## Objectives
- A) Answer these questions from the guide to camping spots in Guangdong:
(i) How deep is Ruyuan Grand Canyon?
(ii) How far does Tenglong Great Fall drop into the valley?
(iii) At what altitude does Yingde Grassland sit?
- B) Continue the guide to camping spots in Guangdong from its last sentence.

1. Ruyuan Grand Canyon, Shaoguan 

Ruyuan-Grand-Canyon.jpg
Image via Xianyi Shen/Flickr

This is the place to enjoy some of Guangdong’s best hiking. The imposing Ruyuan Grand Canyon is an ideal adventure location and has been previously recognized as one of the top 10 tourist destinations in the province. The canyon is more than 300 meters deep and 15 kilometers long.

Camping here also means you can enjoy crystal-clear water and the thunderous roar of waterfalls, the most imposing of which is Tenglong Great Fall, which plummets 200 meters into the valley below.

Understand: It can get cold at Ruyuan Grand Canyon, so be sure to pack plenty of clothing. A warm sleeping bag is also advisable during cold winter nights.

Must do: Taste the local delicacies, such as fried river snails and fried sour bamboo shoots.

Getting there: Take a train or coach to Shaoguan and transfer to a line 3 bus headed to Xihe bus station. From there, a bus goes to Ruyuan every 15 minutes from 7am-5pm.


2. Yingde Grassland, Tianmengou Scenic Area, Qingyuan

Yingde-Grassland.jpg
Image via Kinshuk Sunil/Flickr

This scenic location is perched on a mountaintop, at an altitude of 1,100 meters, and is said to be the site of one of China’s first primitive villages.

Set your tent up amongst the flowers and enjoy the local scenery, which includes the behemoth 136-meter-high Tianmen waterfall. The area also boasts numerous geothermal features, including hot spring baths to help you unwind after a long day of exploring.

## Provided information

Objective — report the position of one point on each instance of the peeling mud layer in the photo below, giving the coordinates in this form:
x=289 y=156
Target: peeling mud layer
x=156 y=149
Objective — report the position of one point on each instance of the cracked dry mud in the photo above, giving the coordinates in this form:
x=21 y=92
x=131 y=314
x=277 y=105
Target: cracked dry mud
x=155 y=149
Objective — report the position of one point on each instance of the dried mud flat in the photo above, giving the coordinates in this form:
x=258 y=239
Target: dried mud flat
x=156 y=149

---

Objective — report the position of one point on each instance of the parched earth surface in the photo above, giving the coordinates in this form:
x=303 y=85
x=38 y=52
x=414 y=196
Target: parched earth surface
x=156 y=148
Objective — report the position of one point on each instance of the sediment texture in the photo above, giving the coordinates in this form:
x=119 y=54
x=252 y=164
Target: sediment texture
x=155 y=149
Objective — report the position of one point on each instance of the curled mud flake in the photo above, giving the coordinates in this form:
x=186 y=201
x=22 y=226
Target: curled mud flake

## Task-by-task results
- A)
(i) More than 300 meters
(ii) 200 meters
(iii) 1,100 meters

- B)
Yingde Grassland is perched at a reasonably high altitude - temperatures and weather will fluctuate - so bring appropriate clothing. Dressing in layers and packing waterproof gear would be wise.

Understand: Be forewarned, Yingde Grassland does not come with flush toilets or showers.

Must do: See the Tianmen waterfall; sample the renowned Kowloon tofu and Yingdehong tea.

Getting there: Trains to Yingde Xi Station can be boarded from Shenzhen Bei and Guangzhou Dong, both taking roughly 90 minutes. Once in Yingde, take bus 11 to Chengxi Passenger Station, then take the shuttle towards Boluo and get off at Jiuzhou Yizhan scenic spot.


3. Shimen National Forest Park, Conghua District, Guangzhou

Shimen-National-Forest-Park.jpg
Image via llee_wu/Flickr

Located only 86 kilometers away from Guangzhou, Shimen National Forest Park is easily accessible, with abundant road access and parking lots.

The park is also home to Conghua’s hot springs and, let’s be honest, who doesn’t love relaxing in warming mineral water?

Understand: Shimen National Forest Park is popular in the fall with those wishing to enjoy the park’s foliage transformation from green to a brilliant red. Expect crowds from mid-October to mid-January.

Must do: Unwind with a cold beer in Conghua’s hot springs.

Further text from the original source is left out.